Short problem » Display each line of the rows below that contains the word "slope". Uppercase and lowercase count as different.
★ ★ ★ ★ ★
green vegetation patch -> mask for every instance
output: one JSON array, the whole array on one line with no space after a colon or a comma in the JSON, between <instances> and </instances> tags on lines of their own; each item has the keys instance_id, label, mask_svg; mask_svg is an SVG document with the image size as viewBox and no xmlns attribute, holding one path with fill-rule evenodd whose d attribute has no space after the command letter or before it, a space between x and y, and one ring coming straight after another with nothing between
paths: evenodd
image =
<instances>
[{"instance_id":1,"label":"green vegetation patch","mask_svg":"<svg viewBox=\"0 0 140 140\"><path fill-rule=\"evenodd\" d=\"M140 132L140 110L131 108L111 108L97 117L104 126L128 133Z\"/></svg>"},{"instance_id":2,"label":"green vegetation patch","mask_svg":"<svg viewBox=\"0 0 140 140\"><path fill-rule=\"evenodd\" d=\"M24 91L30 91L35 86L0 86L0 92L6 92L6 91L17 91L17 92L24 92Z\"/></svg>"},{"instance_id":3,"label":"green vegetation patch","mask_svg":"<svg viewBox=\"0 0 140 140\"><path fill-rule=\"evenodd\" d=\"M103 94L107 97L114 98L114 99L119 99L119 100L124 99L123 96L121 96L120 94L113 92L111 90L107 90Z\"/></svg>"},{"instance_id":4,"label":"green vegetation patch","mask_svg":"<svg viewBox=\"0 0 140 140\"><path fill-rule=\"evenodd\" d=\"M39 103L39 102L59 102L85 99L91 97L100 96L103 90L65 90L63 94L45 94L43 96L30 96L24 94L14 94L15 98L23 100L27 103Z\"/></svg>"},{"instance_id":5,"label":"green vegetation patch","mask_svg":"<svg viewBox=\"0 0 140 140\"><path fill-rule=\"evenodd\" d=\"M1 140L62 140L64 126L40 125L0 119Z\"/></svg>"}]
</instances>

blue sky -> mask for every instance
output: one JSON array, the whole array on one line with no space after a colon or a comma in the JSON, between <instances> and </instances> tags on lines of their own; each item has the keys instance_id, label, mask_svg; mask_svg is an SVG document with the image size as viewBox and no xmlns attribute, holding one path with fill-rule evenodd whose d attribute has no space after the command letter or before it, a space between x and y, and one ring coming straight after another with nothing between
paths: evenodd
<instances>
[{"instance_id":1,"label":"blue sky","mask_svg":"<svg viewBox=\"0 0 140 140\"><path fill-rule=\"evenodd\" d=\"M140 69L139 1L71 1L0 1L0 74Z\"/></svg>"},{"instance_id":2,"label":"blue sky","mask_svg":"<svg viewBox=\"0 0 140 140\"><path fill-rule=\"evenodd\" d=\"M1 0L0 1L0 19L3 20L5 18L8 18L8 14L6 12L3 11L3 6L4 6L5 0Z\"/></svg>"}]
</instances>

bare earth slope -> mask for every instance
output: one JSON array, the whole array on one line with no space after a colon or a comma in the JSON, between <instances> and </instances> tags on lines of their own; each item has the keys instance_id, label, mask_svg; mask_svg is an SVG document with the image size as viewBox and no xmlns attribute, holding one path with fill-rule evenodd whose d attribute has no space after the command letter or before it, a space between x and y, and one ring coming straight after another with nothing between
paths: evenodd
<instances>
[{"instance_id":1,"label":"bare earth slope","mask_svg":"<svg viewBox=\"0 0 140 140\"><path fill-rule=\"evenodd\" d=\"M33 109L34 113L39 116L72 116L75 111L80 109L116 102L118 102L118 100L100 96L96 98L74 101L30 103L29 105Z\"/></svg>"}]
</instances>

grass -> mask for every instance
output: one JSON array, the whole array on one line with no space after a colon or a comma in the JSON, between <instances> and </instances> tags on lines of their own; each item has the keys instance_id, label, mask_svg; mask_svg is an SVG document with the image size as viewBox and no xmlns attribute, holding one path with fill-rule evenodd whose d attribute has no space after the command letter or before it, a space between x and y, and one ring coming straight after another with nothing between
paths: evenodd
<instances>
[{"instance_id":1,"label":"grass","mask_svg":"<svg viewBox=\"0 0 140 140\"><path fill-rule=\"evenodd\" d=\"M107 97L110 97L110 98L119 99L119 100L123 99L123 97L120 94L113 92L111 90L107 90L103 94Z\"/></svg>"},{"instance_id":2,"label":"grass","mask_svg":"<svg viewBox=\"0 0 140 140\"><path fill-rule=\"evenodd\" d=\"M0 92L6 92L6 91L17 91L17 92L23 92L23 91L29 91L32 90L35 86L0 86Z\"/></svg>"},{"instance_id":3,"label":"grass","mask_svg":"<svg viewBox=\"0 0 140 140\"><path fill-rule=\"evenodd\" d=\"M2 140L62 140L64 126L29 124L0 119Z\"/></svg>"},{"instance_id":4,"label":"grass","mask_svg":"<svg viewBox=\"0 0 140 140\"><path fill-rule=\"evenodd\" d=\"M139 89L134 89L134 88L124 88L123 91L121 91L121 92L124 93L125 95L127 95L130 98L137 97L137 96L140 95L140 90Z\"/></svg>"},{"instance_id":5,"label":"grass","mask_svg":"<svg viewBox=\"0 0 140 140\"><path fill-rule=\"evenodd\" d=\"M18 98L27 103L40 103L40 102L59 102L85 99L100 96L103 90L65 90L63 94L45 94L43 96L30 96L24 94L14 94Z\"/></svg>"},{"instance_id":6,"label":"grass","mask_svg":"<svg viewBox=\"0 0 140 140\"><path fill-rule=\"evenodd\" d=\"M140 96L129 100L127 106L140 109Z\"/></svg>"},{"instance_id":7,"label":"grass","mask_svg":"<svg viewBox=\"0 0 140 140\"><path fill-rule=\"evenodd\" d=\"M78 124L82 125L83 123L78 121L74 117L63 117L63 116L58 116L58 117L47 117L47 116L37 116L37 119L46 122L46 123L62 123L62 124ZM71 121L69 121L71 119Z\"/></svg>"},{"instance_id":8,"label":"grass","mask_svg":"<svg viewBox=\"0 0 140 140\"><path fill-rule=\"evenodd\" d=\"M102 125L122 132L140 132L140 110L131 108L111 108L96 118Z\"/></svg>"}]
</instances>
★ ★ ★ ★ ★
Solution to this exercise »
bare earth slope -> mask for every instance
[{"instance_id":1,"label":"bare earth slope","mask_svg":"<svg viewBox=\"0 0 140 140\"><path fill-rule=\"evenodd\" d=\"M33 109L34 113L39 116L72 116L75 111L80 109L116 102L118 102L118 100L100 96L96 98L74 101L30 103L29 105Z\"/></svg>"}]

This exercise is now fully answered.